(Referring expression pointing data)
***

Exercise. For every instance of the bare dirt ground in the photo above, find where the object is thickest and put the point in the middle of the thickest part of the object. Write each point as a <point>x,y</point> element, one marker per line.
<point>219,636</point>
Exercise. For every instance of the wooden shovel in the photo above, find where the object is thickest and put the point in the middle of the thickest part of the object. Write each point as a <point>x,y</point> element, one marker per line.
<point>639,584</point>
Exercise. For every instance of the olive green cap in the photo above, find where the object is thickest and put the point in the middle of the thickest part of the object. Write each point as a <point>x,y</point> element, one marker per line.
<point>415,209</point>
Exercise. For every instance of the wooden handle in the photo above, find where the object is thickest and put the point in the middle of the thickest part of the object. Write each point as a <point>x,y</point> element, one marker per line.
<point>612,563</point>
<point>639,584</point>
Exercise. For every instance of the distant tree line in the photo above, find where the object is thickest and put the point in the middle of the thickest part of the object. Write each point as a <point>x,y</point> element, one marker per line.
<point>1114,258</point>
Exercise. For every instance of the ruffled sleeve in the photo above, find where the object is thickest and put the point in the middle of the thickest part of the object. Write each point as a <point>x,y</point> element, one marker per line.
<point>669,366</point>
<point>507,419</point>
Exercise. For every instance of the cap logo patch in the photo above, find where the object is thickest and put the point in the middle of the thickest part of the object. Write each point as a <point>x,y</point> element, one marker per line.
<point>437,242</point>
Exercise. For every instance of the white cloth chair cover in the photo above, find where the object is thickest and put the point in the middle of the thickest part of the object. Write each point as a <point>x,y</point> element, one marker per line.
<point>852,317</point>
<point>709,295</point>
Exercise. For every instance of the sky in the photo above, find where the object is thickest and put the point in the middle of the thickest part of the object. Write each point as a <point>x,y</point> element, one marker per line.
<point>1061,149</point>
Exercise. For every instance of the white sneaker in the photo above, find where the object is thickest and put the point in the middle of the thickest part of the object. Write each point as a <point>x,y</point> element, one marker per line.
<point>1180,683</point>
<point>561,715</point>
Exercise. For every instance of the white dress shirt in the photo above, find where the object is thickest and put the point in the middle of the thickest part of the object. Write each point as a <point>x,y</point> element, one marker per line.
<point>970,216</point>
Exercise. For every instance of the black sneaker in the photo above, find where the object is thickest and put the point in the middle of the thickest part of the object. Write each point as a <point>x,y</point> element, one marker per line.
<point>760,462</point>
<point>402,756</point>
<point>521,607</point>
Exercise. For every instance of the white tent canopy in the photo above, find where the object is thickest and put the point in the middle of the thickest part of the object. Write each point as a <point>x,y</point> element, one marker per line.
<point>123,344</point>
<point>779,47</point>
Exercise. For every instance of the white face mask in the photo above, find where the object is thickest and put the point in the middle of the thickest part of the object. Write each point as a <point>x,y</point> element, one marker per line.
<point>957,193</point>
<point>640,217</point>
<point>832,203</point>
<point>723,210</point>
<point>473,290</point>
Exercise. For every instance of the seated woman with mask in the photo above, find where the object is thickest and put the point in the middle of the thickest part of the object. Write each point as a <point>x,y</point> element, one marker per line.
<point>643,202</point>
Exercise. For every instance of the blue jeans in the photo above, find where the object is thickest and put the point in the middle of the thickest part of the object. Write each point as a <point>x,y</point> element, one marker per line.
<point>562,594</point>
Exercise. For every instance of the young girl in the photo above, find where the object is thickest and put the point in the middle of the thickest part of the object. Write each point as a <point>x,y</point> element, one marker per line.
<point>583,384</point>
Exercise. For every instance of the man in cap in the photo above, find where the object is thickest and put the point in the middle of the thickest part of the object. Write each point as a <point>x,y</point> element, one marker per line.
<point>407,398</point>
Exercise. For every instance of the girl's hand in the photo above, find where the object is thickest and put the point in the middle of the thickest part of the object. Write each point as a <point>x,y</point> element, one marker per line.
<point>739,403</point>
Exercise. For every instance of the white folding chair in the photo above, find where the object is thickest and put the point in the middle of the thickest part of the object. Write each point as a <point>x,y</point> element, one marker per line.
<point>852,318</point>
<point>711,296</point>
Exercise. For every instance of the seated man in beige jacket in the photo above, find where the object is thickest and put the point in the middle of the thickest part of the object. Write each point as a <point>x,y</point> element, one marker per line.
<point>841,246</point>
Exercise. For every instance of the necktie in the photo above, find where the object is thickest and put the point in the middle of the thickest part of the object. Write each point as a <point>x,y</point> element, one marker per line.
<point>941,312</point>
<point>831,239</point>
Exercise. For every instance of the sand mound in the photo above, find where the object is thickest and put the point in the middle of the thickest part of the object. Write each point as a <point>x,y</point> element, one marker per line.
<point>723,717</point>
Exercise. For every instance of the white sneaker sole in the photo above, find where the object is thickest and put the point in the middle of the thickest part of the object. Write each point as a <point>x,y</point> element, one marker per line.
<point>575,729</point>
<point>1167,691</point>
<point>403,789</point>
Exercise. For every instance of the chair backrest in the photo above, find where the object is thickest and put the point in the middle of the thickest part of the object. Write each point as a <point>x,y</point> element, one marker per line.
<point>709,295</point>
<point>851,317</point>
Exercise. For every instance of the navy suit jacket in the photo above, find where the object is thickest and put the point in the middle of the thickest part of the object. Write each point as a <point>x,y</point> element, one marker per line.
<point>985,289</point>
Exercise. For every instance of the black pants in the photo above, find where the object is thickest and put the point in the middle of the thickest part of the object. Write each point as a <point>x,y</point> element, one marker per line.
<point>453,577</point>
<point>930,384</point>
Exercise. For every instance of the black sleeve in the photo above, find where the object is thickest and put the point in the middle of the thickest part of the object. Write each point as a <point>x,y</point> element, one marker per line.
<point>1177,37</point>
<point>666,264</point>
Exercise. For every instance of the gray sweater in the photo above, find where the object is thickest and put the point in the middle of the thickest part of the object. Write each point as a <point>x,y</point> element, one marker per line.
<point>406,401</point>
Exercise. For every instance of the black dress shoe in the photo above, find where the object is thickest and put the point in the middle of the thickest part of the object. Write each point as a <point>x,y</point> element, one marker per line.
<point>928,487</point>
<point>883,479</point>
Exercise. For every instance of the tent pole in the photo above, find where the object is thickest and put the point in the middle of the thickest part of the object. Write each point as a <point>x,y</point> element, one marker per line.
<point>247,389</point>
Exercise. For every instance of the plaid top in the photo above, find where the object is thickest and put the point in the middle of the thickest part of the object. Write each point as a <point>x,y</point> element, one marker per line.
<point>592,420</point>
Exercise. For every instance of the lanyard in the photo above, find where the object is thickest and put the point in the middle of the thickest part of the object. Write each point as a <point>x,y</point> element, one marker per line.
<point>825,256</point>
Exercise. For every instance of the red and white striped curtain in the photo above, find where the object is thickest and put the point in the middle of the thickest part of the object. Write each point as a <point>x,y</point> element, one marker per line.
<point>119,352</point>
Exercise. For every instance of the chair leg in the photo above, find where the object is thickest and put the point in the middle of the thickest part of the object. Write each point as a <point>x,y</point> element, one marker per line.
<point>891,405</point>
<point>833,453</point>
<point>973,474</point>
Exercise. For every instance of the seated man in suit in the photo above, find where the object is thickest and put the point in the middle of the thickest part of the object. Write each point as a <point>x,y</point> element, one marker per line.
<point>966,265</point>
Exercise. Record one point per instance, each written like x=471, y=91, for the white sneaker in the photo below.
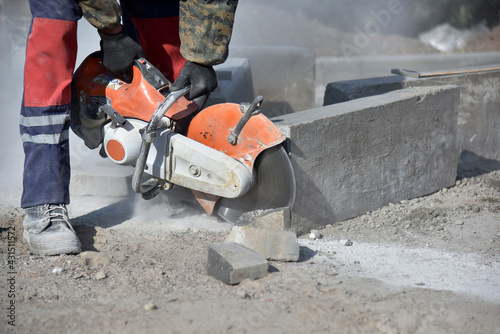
x=47, y=230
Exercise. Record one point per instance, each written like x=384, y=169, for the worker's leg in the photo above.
x=50, y=60
x=157, y=30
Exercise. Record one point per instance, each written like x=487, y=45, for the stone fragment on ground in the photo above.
x=272, y=244
x=232, y=263
x=277, y=219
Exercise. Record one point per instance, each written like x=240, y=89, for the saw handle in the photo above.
x=149, y=136
x=251, y=109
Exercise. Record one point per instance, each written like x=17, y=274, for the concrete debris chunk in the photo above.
x=276, y=219
x=231, y=263
x=272, y=244
x=315, y=234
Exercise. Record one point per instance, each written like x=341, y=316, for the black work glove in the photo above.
x=202, y=79
x=118, y=52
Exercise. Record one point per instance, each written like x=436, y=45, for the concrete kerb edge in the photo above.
x=318, y=202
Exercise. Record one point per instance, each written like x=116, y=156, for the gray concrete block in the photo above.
x=284, y=75
x=357, y=156
x=235, y=80
x=232, y=263
x=272, y=244
x=478, y=116
x=274, y=219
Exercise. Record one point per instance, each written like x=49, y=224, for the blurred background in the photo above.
x=325, y=28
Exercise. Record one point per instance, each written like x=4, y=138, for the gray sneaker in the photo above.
x=47, y=230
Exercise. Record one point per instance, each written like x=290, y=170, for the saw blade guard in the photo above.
x=258, y=146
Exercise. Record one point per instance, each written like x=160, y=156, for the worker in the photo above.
x=184, y=39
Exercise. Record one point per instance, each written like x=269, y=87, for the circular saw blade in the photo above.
x=274, y=187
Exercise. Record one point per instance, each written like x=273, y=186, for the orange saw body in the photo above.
x=215, y=152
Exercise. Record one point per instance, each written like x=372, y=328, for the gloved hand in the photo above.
x=118, y=51
x=202, y=79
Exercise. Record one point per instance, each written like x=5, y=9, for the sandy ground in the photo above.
x=427, y=265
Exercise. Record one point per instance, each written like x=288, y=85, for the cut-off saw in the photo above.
x=230, y=155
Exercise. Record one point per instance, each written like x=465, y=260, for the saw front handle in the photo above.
x=148, y=137
x=251, y=109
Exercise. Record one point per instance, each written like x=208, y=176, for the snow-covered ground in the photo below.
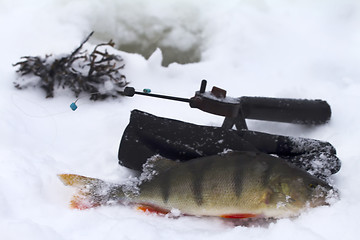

***

(Problem to solve): Transcribe exactly the lines from the one with "body in the photo above." to the last line of the records, both included, so that no picture appears in the copy.

(Task output):
Exercise. Record one point per instance, each written like x=273, y=186, for the orange saw body in the photo above.
x=215, y=152
Exercise. Record one point per instance, each written like x=372, y=328, for the gloved hand in the photo above.
x=118, y=51
x=202, y=79
Exercise. Record one point per instance, each written like x=5, y=9, for the sandy ground in the photo above.
x=427, y=265
Exercise. Record one point per instance, each written like x=288, y=85, for the cut-off saw in the photo above.
x=230, y=155
Exercise. Record one point per instance, each written like x=465, y=260, for the saw front handle in the photo above.
x=148, y=137
x=251, y=109
Exercise. Record one point per instance, each written like x=208, y=176, for the snow-covered ground in the photo below.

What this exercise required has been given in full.